DATASET START
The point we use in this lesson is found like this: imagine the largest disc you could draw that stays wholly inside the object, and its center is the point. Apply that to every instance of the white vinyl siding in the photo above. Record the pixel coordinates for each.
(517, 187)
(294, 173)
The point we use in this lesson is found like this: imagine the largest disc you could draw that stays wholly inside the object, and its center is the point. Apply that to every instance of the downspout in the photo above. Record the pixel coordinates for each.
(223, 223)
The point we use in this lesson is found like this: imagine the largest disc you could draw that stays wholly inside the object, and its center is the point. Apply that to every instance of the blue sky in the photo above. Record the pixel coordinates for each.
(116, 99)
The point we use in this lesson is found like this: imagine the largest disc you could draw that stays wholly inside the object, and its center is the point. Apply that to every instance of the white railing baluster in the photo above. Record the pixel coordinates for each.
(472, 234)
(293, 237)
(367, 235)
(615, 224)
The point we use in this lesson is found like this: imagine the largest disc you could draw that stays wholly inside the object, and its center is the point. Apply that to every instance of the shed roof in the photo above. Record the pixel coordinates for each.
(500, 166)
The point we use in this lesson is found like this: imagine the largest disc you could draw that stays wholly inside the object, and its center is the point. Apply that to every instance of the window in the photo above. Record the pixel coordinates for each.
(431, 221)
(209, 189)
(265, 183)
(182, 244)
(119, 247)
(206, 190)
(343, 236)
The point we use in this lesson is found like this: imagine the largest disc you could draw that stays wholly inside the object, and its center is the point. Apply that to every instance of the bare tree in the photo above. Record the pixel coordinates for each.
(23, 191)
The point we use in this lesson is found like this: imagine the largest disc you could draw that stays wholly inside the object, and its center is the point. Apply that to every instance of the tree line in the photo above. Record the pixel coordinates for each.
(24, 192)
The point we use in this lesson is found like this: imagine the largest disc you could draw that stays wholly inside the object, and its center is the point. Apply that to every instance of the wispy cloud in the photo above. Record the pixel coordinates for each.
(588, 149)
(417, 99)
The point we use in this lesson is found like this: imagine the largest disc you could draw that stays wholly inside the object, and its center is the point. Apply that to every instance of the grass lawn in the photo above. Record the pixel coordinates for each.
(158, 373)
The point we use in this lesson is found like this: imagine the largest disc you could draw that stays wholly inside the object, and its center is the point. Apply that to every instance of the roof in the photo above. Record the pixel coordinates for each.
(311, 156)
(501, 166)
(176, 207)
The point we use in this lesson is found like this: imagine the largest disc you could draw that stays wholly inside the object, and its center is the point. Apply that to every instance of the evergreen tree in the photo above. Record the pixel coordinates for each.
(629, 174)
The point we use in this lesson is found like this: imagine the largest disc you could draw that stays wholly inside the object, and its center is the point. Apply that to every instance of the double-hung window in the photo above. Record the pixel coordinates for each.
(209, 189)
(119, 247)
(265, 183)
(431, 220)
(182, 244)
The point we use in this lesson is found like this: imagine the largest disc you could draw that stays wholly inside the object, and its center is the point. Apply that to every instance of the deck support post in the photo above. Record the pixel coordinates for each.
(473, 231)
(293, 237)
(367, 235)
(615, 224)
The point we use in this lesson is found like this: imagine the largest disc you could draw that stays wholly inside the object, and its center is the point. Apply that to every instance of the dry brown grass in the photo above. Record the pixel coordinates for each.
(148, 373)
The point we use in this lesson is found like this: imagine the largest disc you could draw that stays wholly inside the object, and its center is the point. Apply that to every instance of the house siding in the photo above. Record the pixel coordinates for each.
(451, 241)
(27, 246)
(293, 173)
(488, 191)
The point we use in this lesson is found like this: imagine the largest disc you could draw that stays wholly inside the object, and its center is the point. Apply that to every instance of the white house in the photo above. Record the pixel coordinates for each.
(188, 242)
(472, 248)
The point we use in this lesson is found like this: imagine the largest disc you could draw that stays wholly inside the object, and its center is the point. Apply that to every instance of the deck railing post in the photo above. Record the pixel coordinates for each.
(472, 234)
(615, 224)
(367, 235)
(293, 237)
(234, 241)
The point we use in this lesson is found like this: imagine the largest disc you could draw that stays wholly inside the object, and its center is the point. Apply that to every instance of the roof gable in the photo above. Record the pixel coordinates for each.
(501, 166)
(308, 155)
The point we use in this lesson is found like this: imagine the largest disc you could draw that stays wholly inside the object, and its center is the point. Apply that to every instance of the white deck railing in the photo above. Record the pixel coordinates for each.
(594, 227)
DATASET END
:: TASK REQUIREMENTS ::
Once the records have been read, print them all again exactly.

:: YOUR RESPONSE ::
The point we use in this lesson is found like this: imagine the largest disc you could draw that stays wholly inside the object, and its center is the point. Apply that to every instance of the white vinyl siding in the photo above. Record the pixel coordinates for each.
(517, 187)
(294, 173)
The point we use in this lesson is found like this: imagine the largest disc you could draw that stays wholly inside the object, and its center is the point. Apply that to every instance of the downspout in the photo above. Record the pixel coordinates for each.
(223, 223)
The point we use in this lesson is found like this: imagine the largest disc you could draw that stays wholly inside the object, and its center is the point. Apply that to every instance of the blue sky in the photo above. Record the pixel coordinates for each.
(116, 99)
The point we use in this lesson is found like this: imagine the largest disc you could draw that stays wholly inside the object, and its center is the point. Apply that to every instance of the white railing baluster in the photo above. Record the pixel coordinates for each.
(472, 234)
(293, 237)
(367, 235)
(615, 224)
The point we use in this lesson is found like this: imagine the largest disc you could draw that stays wholly inside the object, and its center is the point. Apply that to every instance of the shed roof in the photo above. Record the pixel coordinates for each.
(500, 166)
The point we use in this lesson is found like this: imagine the largest disc you could draw that stays wholly inside the object, and its center is the point. Apply that to every instance of the window in the photo above. Record the pixel coordinates for each.
(431, 221)
(209, 189)
(265, 183)
(182, 244)
(119, 247)
(206, 190)
(343, 236)
The point we use in this lesson is found like this: imagine the largest disc you could draw that stays wholly inside the object, and its center is the point. Apply that to every instance of the bare tree in the photo above. Record the pixel coordinates for each.
(23, 191)
The point we use in this lesson is found like this: imagine the largest disc you could draw that stays wholly inside the object, and its center is the point. Apply that to every instance of the tree line in the photo above. Record the pixel coordinates for each.
(24, 192)
The point we use in this lesson is found like this: imagine the largest disc you could draw that stays wholly inside the object, and its center is the point. Apply that to every instance of the wispy cloud in the photo above. Record the pixel coordinates for each.
(588, 149)
(417, 99)
The point we use in this lesson is found like this: imagine the largest disc you could draw that stays wholly inside the object, and its center is the point. Apply that to every instance of the grass lawn in the photo above. Record the pixel coordinates for each.
(158, 373)
The point we use in this lesson is found like this: imagine the largest disc you could draw that stays wholly inside the object, and its center is the point. Apply that to every instance of the roof in the photo above. Record the pixel coordinates for each.
(311, 156)
(501, 166)
(176, 207)
The point we use in this lesson is found like this: imagine the largest disc you could draw that stays wholly inside the object, and its center is the point. Apply that to every instance of the evergreen tree in the photo above. Record the pixel coordinates for each.
(629, 174)
The point we use in this lesson is found like this: imagine the largest disc you could draw that stays wholly inside the object, and its center is the point. Apply that to every instance of the double-hung window in the photo above. Record the pixel coordinates for each.
(209, 189)
(119, 247)
(265, 183)
(431, 220)
(182, 244)
The point we use in this lesson is found like this: imagine the largest disc you could draw that stays wholly inside the object, and its center is the point. Apply that to every instance of the deck support post in the photo above. Record the pixel coordinates for each.
(473, 231)
(293, 237)
(367, 235)
(615, 224)
The point we use in this lesson is found like this: imagine the largest disc you could draw that stays wholly inside the object, and its center is the point. Apply that to every instance of the dry brown grass in the photo above. Record the pixel coordinates for each.
(148, 373)
The point we use in this lesson is found like this: imagine the largest disc you could draw that stays wholly inside the object, and its center is the point. Apply that to every instance of the house siding in the photo above. Record the pixel coordinates for each.
(451, 241)
(27, 246)
(293, 173)
(488, 191)
The point we use in this lesson is found like this: imagine the largest disc you could draw that stays wholly inside the object, and its center is the point. Apply that to every instance of the white house in the photo above. Record the pixel coordinates for each.
(188, 242)
(472, 248)
The point we use in this lesson is found like this: imagine the largest disc you could draw that stays wholly inside the object, and its center is the point. Apply that to every instance of the deck railing post in the photo above. Record the pixel coordinates for each.
(472, 234)
(615, 224)
(367, 235)
(293, 237)
(234, 241)
The point we use in this lesson is found like this: imagine the largest disc you could draw that stays wholly inside the object, and its center is the point. Apply that to every instance of the roof gable in the photo above. Record the pixel coordinates for each.
(501, 166)
(308, 155)
The point we use in this lesson is found like this: imagine the largest disc you could draw that stays wholly inside the object, and its center is the point. Apply that to every instance of the white deck railing in the photo above. Record the pixel coordinates for each.
(594, 227)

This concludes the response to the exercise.